↓↓↓

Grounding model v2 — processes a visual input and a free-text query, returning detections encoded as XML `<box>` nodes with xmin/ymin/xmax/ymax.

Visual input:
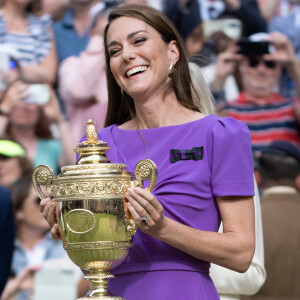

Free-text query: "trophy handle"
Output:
<box><xmin>32</xmin><ymin>165</ymin><xmax>55</xmax><ymax>200</ymax></box>
<box><xmin>134</xmin><ymin>159</ymin><xmax>158</xmax><ymax>192</ymax></box>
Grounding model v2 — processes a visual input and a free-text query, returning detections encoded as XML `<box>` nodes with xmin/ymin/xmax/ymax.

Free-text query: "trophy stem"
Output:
<box><xmin>78</xmin><ymin>272</ymin><xmax>125</xmax><ymax>300</ymax></box>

↑↑↑

### 待办任务
请把上面的全部条目整理成两列CSV，列名为"查询"和"结果"，每个查询占一行，分别填入查询文本及其对应的输出，每项各放在一个带引号的字段里，其中的换行改为空格。图片不要放进答案。

### 最终答案
查询,结果
"Grounding model v2 — processes a visual input and a free-text query, returning detections encoded as XML `<box>` nodes with xmin/ymin/xmax/ymax. Visual input: Free-text query: ""trophy handle"" Output:","<box><xmin>32</xmin><ymin>165</ymin><xmax>55</xmax><ymax>200</ymax></box> <box><xmin>134</xmin><ymin>159</ymin><xmax>158</xmax><ymax>192</ymax></box>"
"Grounding model v2 — processes a visual input and a free-text query, returning detections encoded as XML `<box>` nodes with xmin/ymin/xmax/ymax. Free-text query: ""trophy stem"" Output:","<box><xmin>78</xmin><ymin>272</ymin><xmax>125</xmax><ymax>300</ymax></box>"